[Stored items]
- - -

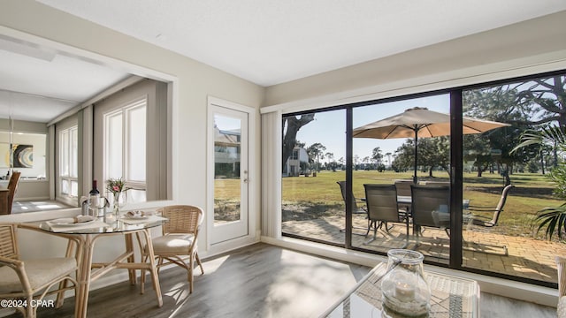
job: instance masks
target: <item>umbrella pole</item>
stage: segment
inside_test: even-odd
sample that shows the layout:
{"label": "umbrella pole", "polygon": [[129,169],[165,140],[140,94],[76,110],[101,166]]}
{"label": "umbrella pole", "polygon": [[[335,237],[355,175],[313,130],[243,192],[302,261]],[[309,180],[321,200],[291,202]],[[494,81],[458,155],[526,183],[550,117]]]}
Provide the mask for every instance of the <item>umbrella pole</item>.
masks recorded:
{"label": "umbrella pole", "polygon": [[417,131],[415,129],[415,174],[413,175],[413,184],[417,185],[417,153],[418,150],[418,146],[417,146],[417,142],[418,141]]}

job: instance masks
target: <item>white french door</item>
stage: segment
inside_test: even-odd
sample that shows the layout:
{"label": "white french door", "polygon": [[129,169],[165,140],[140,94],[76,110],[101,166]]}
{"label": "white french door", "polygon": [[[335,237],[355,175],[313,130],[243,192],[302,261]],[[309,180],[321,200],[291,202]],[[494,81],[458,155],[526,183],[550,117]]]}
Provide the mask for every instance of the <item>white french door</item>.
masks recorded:
{"label": "white french door", "polygon": [[249,113],[219,103],[209,104],[210,244],[249,234]]}

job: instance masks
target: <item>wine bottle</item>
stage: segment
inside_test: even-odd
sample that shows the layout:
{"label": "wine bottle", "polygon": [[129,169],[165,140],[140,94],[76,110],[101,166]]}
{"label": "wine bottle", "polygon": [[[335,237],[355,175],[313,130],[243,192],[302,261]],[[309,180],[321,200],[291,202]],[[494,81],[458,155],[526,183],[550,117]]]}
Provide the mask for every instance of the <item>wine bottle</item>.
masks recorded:
{"label": "wine bottle", "polygon": [[98,203],[100,202],[100,192],[96,188],[96,180],[92,181],[92,189],[88,193],[88,196],[90,197],[90,207],[98,208]]}

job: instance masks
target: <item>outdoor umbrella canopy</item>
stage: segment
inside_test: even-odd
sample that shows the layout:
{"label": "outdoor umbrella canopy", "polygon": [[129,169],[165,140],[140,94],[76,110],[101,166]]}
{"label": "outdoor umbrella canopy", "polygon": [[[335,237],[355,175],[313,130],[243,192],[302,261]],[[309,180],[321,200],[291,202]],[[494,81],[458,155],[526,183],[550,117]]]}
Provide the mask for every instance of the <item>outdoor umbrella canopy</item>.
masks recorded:
{"label": "outdoor umbrella canopy", "polygon": [[[481,133],[492,129],[509,126],[509,124],[463,117],[463,133]],[[439,137],[450,134],[450,115],[415,107],[385,119],[364,125],[354,129],[354,138],[414,138],[415,139],[415,174],[417,183],[417,150],[418,138]]]}

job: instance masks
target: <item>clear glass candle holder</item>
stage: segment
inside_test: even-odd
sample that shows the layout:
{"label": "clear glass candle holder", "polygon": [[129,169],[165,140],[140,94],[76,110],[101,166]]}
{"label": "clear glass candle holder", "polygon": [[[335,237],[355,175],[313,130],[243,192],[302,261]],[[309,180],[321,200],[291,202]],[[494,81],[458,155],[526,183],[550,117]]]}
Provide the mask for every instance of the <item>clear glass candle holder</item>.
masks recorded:
{"label": "clear glass candle holder", "polygon": [[424,278],[423,254],[393,249],[387,252],[387,274],[381,281],[384,311],[399,314],[394,316],[427,316],[431,289]]}

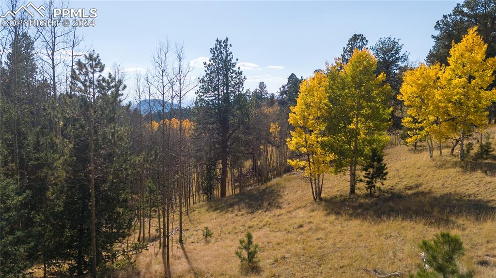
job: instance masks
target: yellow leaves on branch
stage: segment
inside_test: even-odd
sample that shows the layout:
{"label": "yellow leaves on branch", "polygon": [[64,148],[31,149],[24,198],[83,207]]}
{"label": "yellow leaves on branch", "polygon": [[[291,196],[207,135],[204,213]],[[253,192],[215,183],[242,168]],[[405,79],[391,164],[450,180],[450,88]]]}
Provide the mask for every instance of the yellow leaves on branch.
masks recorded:
{"label": "yellow leaves on branch", "polygon": [[421,64],[405,73],[398,98],[407,107],[403,123],[411,129],[410,142],[428,136],[442,142],[487,124],[486,109],[496,100],[496,89],[487,90],[495,79],[496,58],[486,58],[487,45],[477,29],[453,44],[448,65]]}
{"label": "yellow leaves on branch", "polygon": [[310,177],[330,171],[330,162],[334,158],[321,146],[327,139],[324,121],[329,103],[327,84],[327,77],[319,72],[303,81],[296,105],[291,107],[289,115],[289,123],[295,130],[287,139],[288,146],[303,154],[305,158],[288,160],[288,162],[295,169],[304,170]]}
{"label": "yellow leaves on branch", "polygon": [[[183,134],[186,136],[189,136],[192,131],[193,123],[187,119],[183,120],[181,123],[183,129]],[[166,119],[161,121],[160,123],[157,123],[155,121],[152,121],[149,123],[145,124],[148,129],[151,129],[154,132],[158,130],[161,126],[165,126],[166,130],[170,125],[171,129],[174,132],[179,132],[179,120],[173,118],[170,121],[168,119]]]}

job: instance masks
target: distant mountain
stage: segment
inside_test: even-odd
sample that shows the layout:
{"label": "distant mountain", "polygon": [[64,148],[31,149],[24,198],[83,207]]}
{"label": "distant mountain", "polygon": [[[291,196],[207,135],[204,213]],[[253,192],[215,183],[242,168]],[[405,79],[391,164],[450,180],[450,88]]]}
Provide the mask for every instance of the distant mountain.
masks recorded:
{"label": "distant mountain", "polygon": [[[150,108],[151,108],[152,114],[156,112],[162,111],[162,100],[160,99],[157,99],[153,98],[152,99],[143,99],[141,100],[135,105],[134,105],[134,109],[139,109],[140,104],[141,104],[141,114],[147,114],[150,113]],[[171,103],[168,101],[165,102],[165,111],[169,112],[169,110],[171,109]],[[173,109],[177,109],[179,108],[179,106],[177,104],[174,104],[172,105]]]}

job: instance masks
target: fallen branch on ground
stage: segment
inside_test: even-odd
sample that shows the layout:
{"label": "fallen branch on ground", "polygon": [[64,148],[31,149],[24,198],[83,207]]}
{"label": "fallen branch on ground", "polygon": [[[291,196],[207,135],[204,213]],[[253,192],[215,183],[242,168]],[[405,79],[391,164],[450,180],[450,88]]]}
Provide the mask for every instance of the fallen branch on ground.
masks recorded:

- - -

#### PROBLEM STATEMENT
Pictures are excluded; output everything else in the data verbatim.

#### RESPONSE TO THE EXERCISE
job: instance masks
target: <item>umbrella pole</item>
stage: segment
inside_test: even-odd
sample that shows the layout:
{"label": "umbrella pole", "polygon": [[129,169],[165,140],[140,94],[76,110],[101,166]]}
{"label": "umbrella pole", "polygon": [[[335,237],[355,175],[313,130],[243,192],[302,261]],[[309,180],[321,200],[291,202]],[[494,81],[458,155],[526,183],[550,117]]]}
Provide the mask for every instance of the <item>umbrella pole</item>.
masks recorded:
{"label": "umbrella pole", "polygon": [[417,131],[415,129],[415,174],[413,175],[413,184],[417,185],[417,153],[418,150],[418,146],[417,146],[417,142],[418,141]]}

job: instance masks
target: <item>white french door</item>
stage: segment
inside_test: even-odd
sample that shows the layout:
{"label": "white french door", "polygon": [[129,169],[165,140],[140,94],[76,110],[101,166]]}
{"label": "white french door", "polygon": [[[335,237],[355,175],[313,130],[243,192],[302,261]],[[309,180],[321,200],[291,202]],[[494,81],[458,155],[526,183],[550,117]]]}
Provide the mask for every instance of the <item>white french door</item>.
masks recorded:
{"label": "white french door", "polygon": [[249,113],[219,103],[209,104],[210,244],[249,234]]}

job: instance masks
target: <item>wine bottle</item>
stage: segment
inside_test: even-odd
sample that shows the layout:
{"label": "wine bottle", "polygon": [[129,169],[165,140],[140,94],[76,110],[101,166]]}
{"label": "wine bottle", "polygon": [[[335,237],[355,175],[313,130],[243,192],[302,261]],[[309,180],[321,200],[291,202]],[[494,81],[458,155],[526,183],[550,117]]]}
Provide the mask for every instance of the <item>wine bottle</item>.
masks recorded:
{"label": "wine bottle", "polygon": [[98,203],[100,202],[100,192],[96,188],[96,180],[92,181],[92,189],[88,193],[88,196],[90,197],[90,207],[98,208]]}

job: instance masks
target: <item>outdoor umbrella canopy</item>
stage: segment
inside_test: even-odd
sample that shows the layout:
{"label": "outdoor umbrella canopy", "polygon": [[129,169],[165,140],[140,94],[76,110],[101,166]]}
{"label": "outdoor umbrella canopy", "polygon": [[[335,237],[355,175],[313,130],[243,192],[302,261]],[[309,180],[321,200],[291,202]],[[494,81],[458,155],[526,183],[550,117]]]}
Provide the mask for every instance of the <item>outdoor umbrella canopy</item>.
masks recorded:
{"label": "outdoor umbrella canopy", "polygon": [[[481,133],[492,129],[509,126],[509,124],[463,117],[463,133]],[[439,137],[450,134],[450,115],[415,107],[385,119],[364,125],[354,129],[354,138],[414,138],[415,139],[415,174],[417,183],[417,150],[418,138]]]}

job: instance masks
target: <item>clear glass candle holder</item>
stage: segment
inside_test: even-odd
sample that shows the layout:
{"label": "clear glass candle holder", "polygon": [[129,169],[165,140],[140,94],[76,110],[101,166]]}
{"label": "clear glass candle holder", "polygon": [[[335,237],[355,175],[313,130],[243,192],[302,261]],[[309,180],[321,200],[291,202]],[[494,81],[458,155],[526,183],[550,117]]]}
Provide the mask for every instance of the <item>clear glass candle holder</item>.
masks recorded:
{"label": "clear glass candle holder", "polygon": [[424,278],[423,254],[393,249],[387,252],[387,274],[381,281],[384,311],[399,314],[394,316],[427,316],[431,289]]}

job: instance masks
target: yellow leaves on branch
stage: segment
inside_test: even-odd
sample that shows the layout:
{"label": "yellow leaves on branch", "polygon": [[64,148],[31,149],[24,198],[83,207]]}
{"label": "yellow leaves on branch", "polygon": [[[291,196],[207,135],[204,213]],[[253,192],[215,183],[242,168]],[[405,79],[391,164],[450,180],[450,88]]]}
Provide the mask for every instance of the yellow leaves on branch.
masks recorded:
{"label": "yellow leaves on branch", "polygon": [[421,64],[405,73],[398,98],[407,107],[403,123],[411,129],[410,142],[428,136],[442,142],[487,124],[486,109],[496,100],[496,89],[487,90],[495,79],[496,58],[486,58],[487,45],[477,29],[453,44],[448,65]]}
{"label": "yellow leaves on branch", "polygon": [[310,177],[330,171],[330,162],[334,158],[321,146],[327,139],[324,121],[329,103],[327,84],[327,77],[319,72],[303,81],[296,105],[291,107],[289,115],[289,123],[295,130],[287,139],[288,146],[303,154],[305,158],[288,160],[288,162],[295,169],[304,170]]}
{"label": "yellow leaves on branch", "polygon": [[[183,134],[186,136],[189,136],[192,131],[193,123],[187,119],[183,120],[181,123],[183,129]],[[166,119],[161,121],[160,123],[157,123],[155,121],[152,121],[149,123],[145,124],[148,129],[151,129],[154,132],[158,130],[161,126],[165,126],[166,130],[170,125],[171,129],[174,132],[179,132],[179,120],[173,118],[170,121],[168,119]]]}

job: instance masks
target: distant mountain
stage: segment
inside_test: even-odd
sample that shows the layout:
{"label": "distant mountain", "polygon": [[64,148],[31,149],[24,198],[83,207]]}
{"label": "distant mountain", "polygon": [[[291,196],[207,135],[204,213]],[[253,192],[215,183],[242,168]],[[405,79],[391,164],[450,180],[450,88]]]}
Provide the mask for every instance of the distant mountain.
masks recorded:
{"label": "distant mountain", "polygon": [[[150,108],[151,108],[152,114],[156,112],[162,111],[162,100],[160,99],[157,99],[153,98],[152,99],[143,99],[141,100],[135,105],[134,105],[134,109],[139,109],[140,104],[141,104],[141,114],[147,114],[150,113]],[[171,103],[168,101],[165,102],[165,111],[169,112],[169,110],[171,109]],[[173,109],[177,109],[179,108],[179,106],[177,104],[174,104],[172,105]]]}

job: instance masks
target: fallen branch on ground
stage: segment
inside_test: even-odd
sample that shows the layout:
{"label": "fallen branch on ground", "polygon": [[64,148],[31,149],[24,198],[83,207]]}
{"label": "fallen branch on ground", "polygon": [[[291,196],[207,135],[204,213]],[[253,192],[215,183],[242,168]],[[405,79],[391,164],[450,180],[450,88]]]}
Provide the mask for every instance of the fallen branch on ground.
masks recorded:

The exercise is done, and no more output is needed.